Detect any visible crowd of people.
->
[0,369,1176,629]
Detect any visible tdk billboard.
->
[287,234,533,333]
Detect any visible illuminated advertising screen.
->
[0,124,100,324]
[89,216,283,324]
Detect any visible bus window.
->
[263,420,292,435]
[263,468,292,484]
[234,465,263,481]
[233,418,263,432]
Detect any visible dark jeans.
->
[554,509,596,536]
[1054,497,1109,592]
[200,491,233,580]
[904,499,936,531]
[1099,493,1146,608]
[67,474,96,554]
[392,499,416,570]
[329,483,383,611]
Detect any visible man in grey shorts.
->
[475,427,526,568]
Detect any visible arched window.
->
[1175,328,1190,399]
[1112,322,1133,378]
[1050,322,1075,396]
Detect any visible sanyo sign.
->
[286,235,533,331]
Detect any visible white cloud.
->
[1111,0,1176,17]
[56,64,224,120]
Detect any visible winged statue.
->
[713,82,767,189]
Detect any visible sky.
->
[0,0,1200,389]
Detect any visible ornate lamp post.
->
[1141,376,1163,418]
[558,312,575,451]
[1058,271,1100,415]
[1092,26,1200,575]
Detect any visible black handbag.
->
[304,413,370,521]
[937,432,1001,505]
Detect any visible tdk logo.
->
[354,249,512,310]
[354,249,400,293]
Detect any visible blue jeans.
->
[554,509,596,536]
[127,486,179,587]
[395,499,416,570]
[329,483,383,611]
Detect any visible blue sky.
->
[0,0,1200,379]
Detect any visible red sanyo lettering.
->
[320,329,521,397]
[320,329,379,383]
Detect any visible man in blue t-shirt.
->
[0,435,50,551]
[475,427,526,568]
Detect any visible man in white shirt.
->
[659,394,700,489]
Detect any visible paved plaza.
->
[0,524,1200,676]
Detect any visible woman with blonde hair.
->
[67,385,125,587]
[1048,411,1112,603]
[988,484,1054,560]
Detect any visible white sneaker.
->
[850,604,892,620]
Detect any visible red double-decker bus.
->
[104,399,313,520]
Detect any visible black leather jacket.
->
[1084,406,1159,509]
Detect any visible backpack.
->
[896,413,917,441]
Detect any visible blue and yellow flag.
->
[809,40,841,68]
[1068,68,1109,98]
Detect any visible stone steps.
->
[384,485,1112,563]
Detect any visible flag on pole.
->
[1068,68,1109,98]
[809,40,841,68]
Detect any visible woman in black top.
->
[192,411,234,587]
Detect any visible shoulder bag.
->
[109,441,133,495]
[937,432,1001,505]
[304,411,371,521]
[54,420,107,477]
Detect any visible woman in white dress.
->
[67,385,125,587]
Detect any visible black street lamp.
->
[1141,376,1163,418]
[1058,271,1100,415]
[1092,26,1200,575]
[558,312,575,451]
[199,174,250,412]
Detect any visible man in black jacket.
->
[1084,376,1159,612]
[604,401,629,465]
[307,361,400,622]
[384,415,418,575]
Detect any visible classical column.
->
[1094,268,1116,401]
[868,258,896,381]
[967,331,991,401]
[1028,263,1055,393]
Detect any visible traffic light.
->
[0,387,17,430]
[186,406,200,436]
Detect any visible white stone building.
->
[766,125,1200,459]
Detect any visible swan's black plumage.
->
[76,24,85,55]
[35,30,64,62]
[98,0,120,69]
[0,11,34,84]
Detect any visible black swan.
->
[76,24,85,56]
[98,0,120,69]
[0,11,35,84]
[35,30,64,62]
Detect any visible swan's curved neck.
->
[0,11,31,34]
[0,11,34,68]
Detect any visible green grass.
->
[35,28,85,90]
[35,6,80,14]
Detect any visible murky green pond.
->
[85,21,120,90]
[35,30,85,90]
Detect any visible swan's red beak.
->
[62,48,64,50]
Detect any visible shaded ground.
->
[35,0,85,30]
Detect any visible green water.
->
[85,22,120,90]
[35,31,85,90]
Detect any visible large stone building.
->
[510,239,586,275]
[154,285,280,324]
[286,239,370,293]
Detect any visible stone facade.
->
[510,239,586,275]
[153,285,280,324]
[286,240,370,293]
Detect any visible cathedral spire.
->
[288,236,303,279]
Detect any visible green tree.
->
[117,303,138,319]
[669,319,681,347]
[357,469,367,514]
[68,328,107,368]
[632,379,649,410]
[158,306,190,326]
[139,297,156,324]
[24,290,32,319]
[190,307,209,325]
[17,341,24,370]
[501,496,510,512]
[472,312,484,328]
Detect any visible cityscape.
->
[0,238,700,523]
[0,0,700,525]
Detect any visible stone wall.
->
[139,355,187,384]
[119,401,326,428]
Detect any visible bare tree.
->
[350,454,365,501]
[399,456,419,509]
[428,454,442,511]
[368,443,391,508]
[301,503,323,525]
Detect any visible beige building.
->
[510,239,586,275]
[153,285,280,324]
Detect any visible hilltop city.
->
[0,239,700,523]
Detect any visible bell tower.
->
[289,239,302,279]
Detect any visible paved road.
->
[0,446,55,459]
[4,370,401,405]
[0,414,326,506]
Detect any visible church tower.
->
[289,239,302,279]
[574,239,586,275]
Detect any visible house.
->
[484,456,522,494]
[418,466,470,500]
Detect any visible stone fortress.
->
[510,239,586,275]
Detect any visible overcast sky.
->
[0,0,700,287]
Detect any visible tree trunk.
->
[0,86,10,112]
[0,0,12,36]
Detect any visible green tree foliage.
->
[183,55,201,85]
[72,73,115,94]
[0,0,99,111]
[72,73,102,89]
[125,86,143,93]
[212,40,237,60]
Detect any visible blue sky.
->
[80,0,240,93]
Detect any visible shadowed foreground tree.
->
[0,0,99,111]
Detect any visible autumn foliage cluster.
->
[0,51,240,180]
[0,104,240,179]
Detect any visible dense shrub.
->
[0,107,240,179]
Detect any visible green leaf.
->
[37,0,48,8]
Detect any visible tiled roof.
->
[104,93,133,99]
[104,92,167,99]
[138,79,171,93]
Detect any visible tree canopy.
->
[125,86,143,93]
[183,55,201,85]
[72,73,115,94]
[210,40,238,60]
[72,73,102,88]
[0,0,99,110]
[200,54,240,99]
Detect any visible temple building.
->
++++++++++++++++++++
[To do] Edit all the lines above so that "Detect any visible" becomes "Find every" wherever it occurs, and keep everything else unchanged.

[Problem solution]
Find every crowd of people.
->
[0,369,1176,629]
Find every tdk billboard.
->
[287,234,533,333]
Find every illuminated advertising screen.
->
[0,124,100,324]
[89,216,283,324]
Find every bus window.
->
[263,420,292,435]
[263,468,292,484]
[234,465,263,481]
[233,418,263,432]
Find every dark jeans.
->
[554,509,596,536]
[1054,497,1109,592]
[200,491,233,580]
[904,499,936,531]
[1099,493,1146,608]
[67,474,96,554]
[392,499,416,570]
[329,483,383,611]
Find every man in grey shorts.
->
[475,427,526,568]
Find every arched window.
->
[1175,328,1190,399]
[1112,322,1133,378]
[1050,322,1075,396]
Find every sanyo sign.
->
[286,235,533,331]
Find every white cloud.
->
[1111,0,1176,17]
[56,64,224,120]
Find every winged statue.
->
[713,82,767,189]
Find every sky.
->
[0,0,1200,389]
Find every ornate lamp post.
->
[1141,376,1163,418]
[558,312,575,451]
[1058,271,1100,415]
[1092,26,1200,575]
Find every black handbag.
->
[304,413,370,521]
[937,432,1001,505]
Find every tdk logo.
->
[354,249,512,310]
[354,249,400,293]
Find every blue jeans.
->
[554,509,596,536]
[127,486,179,587]
[395,499,416,570]
[329,483,383,611]
Find every blue sky.
->
[0,0,1200,379]
Find every red sanyo lettering.
->
[320,329,521,397]
[320,329,379,383]
Find every man in blue t-shirt.
->
[0,435,50,551]
[475,427,526,568]
Find every man in white shirt.
->
[659,394,700,489]
Find every paved plaza.
->
[0,524,1200,676]
Find every woman with blonde hair.
->
[67,385,125,587]
[1048,411,1112,603]
[988,484,1054,560]
Find every white sneaker.
->
[850,604,892,620]
Find every red double-decker bus.
->
[104,399,313,520]
Find every black leather jacket.
->
[1084,406,1159,509]
Find every backpack.
->
[896,413,917,441]
Find every blue and yellow flag.
->
[809,40,841,68]
[1068,68,1109,98]
Find every stone steps.
->
[384,485,1112,563]
Find every flag on pole.
->
[1068,68,1109,98]
[809,40,841,68]
Find every woman in black top.
->
[192,411,234,587]
Find every shoulder bag.
->
[109,441,133,495]
[937,432,1001,505]
[304,411,371,521]
[54,420,107,477]
Find every woman in white dress.
->
[67,385,125,587]
Find every black street lamp.
->
[1141,376,1163,418]
[1058,271,1100,415]
[1092,26,1200,575]
[558,312,575,451]
[199,174,250,412]
Find every man in black jacket.
->
[1084,376,1159,612]
[604,401,629,465]
[307,361,400,622]
[384,415,418,575]
Find every classical column.
->
[1094,268,1116,401]
[868,258,896,381]
[967,331,991,401]
[1028,263,1055,393]
Find every traffic light.
->
[0,387,17,430]
[186,406,200,436]
Find every white stone building.
->
[766,125,1200,459]
Find every swan's black plumage.
->
[76,24,85,55]
[35,30,64,62]
[98,0,120,69]
[0,11,34,84]
Find every black swan.
->
[76,24,85,56]
[98,0,120,69]
[0,11,35,84]
[35,30,64,62]
Find every swan's curved neck.
->
[0,11,31,34]
[0,11,34,68]
Find every green grass.
->
[35,28,85,90]
[35,6,80,14]
Find every murky green pond.
->
[85,21,120,90]
[35,30,85,90]
Find every swan's red beak.
->
[62,48,64,50]
Find every shaded ground.
->
[35,0,85,30]
Find every green water.
->
[85,22,120,90]
[35,31,85,90]
Find every large stone building.
->
[510,239,586,275]
[154,285,280,324]
[286,239,370,293]
Find every stone facade.
->
[510,239,586,275]
[153,285,280,324]
[286,240,370,293]
Find every cathedral spire.
->
[288,236,303,279]
Find every green tree.
->
[117,303,138,319]
[669,319,681,347]
[357,469,367,514]
[68,328,107,368]
[632,379,649,410]
[158,306,190,326]
[139,297,156,324]
[24,290,32,319]
[190,307,209,325]
[17,341,24,370]
[501,496,510,512]
[472,312,484,328]
Find every cityscape.
->
[0,238,700,523]
[0,0,700,525]
Find every stone wall.
->
[139,355,187,384]
[119,401,326,428]
Find every bare tree.
->
[350,454,365,501]
[399,456,419,509]
[428,454,442,511]
[368,443,391,508]
[301,503,323,525]
Find every beige building.
->
[510,239,586,275]
[153,285,280,324]
Find every hilltop city.
->
[0,239,700,523]
Find every bell tower.
->
[289,239,302,279]
Find every paved road.
->
[0,446,55,459]
[4,370,401,405]
[0,414,326,506]
Find every church tower.
->
[289,239,302,279]
[574,239,586,275]
Find every house.
->
[484,456,522,494]
[418,466,470,500]
Find every stone fortress.
->
[510,239,586,275]
Find every overcast sky.
->
[0,0,700,287]
Find every tree trunk.
->
[0,86,10,112]
[0,0,12,36]
Find every green tree foliage.
->
[183,55,201,85]
[72,73,115,94]
[0,0,99,111]
[72,73,102,89]
[125,86,143,93]
[212,40,237,60]
Find every blue sky.
->
[80,0,240,93]
Find every shadowed foreground tree.
->
[0,0,99,111]
Find every autumn foliage cluster.
->
[0,51,240,180]
[0,104,240,179]
Find every dense shrub.
->
[0,107,240,179]
Find every green leaf.
->
[37,0,48,8]
Find every tiled roof.
->
[104,93,133,99]
[104,92,167,99]
[138,79,171,93]
Find every tree canopy.
->
[125,86,143,93]
[183,55,201,85]
[72,73,115,94]
[210,40,238,60]
[72,73,102,88]
[0,0,99,110]
[200,54,240,99]
Find every temple building.
->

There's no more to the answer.